[BEGIN Exercise materials]

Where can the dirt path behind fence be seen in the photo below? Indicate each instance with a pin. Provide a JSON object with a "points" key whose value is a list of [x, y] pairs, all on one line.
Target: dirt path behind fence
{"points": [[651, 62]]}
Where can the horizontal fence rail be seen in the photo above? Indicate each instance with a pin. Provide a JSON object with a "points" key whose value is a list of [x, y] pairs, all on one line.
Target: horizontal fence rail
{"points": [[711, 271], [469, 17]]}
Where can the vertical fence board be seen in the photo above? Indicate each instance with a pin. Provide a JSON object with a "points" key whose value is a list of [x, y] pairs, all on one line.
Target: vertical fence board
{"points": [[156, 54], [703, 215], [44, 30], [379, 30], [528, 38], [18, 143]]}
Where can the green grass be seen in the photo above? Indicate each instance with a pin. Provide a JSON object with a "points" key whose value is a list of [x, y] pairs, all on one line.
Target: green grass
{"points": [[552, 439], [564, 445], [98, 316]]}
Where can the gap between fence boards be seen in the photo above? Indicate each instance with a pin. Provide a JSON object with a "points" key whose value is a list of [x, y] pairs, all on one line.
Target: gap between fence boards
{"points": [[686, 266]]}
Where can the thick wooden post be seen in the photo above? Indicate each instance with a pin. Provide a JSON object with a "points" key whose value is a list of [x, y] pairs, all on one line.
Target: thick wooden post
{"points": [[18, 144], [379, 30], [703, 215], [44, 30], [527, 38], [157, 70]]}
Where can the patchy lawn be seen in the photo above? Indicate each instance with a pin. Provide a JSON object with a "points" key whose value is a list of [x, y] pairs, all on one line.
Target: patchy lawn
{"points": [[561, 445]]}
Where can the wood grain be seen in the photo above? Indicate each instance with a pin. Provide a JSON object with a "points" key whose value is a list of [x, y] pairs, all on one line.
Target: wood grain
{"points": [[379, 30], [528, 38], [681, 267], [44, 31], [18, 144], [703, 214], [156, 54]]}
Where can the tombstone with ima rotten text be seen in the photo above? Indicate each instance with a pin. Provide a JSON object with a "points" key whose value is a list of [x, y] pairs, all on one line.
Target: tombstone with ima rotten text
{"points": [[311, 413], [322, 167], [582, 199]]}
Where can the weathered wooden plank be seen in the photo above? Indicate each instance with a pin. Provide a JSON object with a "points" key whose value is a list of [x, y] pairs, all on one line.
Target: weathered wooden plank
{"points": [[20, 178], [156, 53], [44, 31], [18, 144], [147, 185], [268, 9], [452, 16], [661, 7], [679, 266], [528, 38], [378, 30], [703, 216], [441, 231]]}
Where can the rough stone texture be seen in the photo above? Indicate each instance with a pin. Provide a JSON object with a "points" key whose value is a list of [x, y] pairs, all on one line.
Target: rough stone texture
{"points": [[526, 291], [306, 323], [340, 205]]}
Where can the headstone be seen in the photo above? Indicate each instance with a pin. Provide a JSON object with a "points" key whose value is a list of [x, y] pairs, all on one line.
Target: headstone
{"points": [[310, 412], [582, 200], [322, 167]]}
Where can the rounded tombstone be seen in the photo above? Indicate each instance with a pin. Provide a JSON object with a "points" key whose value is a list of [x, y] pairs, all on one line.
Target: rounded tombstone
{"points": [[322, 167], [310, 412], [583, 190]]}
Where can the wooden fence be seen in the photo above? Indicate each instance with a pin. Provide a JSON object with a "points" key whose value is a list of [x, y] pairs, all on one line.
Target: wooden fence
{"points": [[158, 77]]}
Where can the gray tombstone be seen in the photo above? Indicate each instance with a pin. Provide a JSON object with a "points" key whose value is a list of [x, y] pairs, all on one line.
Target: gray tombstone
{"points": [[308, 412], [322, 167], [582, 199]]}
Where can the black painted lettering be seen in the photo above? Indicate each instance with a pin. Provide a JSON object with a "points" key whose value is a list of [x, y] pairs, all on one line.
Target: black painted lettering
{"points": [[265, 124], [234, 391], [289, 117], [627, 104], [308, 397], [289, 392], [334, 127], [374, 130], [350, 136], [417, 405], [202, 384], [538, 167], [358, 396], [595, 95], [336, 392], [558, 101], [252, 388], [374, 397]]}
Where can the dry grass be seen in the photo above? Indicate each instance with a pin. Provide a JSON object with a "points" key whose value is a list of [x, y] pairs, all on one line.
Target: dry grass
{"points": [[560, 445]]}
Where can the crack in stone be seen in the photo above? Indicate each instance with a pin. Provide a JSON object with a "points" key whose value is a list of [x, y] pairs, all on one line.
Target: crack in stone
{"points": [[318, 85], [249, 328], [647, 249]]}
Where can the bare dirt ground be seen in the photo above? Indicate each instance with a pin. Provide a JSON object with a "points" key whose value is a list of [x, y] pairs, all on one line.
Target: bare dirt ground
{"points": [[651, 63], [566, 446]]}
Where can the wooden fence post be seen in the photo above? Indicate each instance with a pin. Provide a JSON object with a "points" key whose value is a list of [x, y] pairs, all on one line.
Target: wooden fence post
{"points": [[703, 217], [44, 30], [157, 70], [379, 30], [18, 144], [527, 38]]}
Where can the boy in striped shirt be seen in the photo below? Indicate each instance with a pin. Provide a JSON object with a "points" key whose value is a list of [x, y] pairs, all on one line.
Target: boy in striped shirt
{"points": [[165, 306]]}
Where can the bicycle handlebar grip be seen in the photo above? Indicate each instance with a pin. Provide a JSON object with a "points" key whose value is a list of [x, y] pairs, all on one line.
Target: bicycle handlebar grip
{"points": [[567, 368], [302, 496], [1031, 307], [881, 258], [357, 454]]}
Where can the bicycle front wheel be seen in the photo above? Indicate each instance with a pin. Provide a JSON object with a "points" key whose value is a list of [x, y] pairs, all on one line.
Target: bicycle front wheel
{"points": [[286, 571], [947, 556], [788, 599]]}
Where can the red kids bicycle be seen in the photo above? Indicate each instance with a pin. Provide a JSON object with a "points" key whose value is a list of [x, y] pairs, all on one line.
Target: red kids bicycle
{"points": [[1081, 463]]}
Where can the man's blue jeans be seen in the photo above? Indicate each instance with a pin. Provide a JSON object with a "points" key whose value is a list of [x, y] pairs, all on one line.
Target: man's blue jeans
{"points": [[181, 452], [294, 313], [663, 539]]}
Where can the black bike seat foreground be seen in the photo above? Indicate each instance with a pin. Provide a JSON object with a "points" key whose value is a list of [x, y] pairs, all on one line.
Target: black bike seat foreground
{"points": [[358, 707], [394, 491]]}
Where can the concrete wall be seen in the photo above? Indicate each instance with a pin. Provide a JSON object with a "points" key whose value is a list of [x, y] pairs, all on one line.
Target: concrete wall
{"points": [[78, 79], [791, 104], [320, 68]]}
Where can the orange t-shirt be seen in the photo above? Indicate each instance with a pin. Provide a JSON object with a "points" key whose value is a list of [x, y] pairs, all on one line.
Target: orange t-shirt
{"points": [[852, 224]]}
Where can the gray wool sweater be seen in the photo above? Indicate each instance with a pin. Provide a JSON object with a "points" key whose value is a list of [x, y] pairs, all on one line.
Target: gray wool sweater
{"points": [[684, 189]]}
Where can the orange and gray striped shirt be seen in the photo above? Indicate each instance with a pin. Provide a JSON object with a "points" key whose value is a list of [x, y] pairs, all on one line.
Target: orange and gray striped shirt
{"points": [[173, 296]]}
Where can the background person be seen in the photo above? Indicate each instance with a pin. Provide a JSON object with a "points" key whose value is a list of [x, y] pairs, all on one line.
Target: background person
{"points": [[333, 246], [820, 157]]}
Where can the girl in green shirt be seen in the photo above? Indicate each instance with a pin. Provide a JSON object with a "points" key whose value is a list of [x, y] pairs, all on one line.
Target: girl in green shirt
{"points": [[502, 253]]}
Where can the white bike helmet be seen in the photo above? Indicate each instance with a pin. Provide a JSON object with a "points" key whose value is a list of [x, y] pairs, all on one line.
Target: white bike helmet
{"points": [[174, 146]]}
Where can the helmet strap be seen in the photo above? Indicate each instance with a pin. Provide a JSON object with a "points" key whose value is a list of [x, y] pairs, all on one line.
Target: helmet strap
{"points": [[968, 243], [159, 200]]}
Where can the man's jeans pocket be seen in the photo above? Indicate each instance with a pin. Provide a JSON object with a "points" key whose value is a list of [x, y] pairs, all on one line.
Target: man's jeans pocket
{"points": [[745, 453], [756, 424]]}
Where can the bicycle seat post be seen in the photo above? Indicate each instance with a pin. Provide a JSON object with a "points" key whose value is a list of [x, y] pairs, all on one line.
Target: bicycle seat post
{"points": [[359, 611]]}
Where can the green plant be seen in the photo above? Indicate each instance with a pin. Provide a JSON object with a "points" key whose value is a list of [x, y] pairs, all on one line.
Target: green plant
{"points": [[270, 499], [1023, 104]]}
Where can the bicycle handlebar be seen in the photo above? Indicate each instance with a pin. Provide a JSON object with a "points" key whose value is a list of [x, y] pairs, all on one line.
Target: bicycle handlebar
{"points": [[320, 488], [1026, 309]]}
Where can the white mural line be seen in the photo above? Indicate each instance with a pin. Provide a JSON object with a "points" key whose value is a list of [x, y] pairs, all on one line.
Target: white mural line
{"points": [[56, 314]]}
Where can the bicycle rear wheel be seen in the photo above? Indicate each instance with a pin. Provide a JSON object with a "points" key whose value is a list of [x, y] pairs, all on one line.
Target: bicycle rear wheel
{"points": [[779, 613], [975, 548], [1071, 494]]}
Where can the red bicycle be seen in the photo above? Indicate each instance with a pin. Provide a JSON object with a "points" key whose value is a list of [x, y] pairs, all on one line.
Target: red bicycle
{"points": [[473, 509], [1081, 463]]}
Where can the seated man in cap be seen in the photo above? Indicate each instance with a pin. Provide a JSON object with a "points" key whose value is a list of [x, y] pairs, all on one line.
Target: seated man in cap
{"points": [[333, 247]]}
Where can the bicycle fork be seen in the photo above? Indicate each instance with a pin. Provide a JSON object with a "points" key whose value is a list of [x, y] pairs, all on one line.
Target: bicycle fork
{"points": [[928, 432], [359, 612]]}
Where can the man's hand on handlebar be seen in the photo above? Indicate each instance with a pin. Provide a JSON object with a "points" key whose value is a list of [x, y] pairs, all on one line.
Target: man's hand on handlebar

[END Exercise materials]

Print nothing but the lines from the line with "Where can the seated" to the last line of the records above. Both of those lines count.

Where can the seated man in cap be seen in the photo above? Indicate each instance with a pin. Provide a JSON object with a "points" key whose value is a list of [x, y] pairs, all on one line.
Target: seated man in cap
{"points": [[333, 247]]}
Where can the bicycle fork be seen in the photo above? Indicate each instance with a pin. Provide a JSON object with a "points" key whose value is a list of [x, y] pairs, all on one line.
Target: bicycle fork
{"points": [[928, 432], [359, 612]]}
Where can the man's hand on handlebar be seen in the photo above? Indicate each instance with a pin. Provide a JSON object with a "points" key whose value is a list of [x, y] pairs, all on one line.
Target: man's hand on handlebar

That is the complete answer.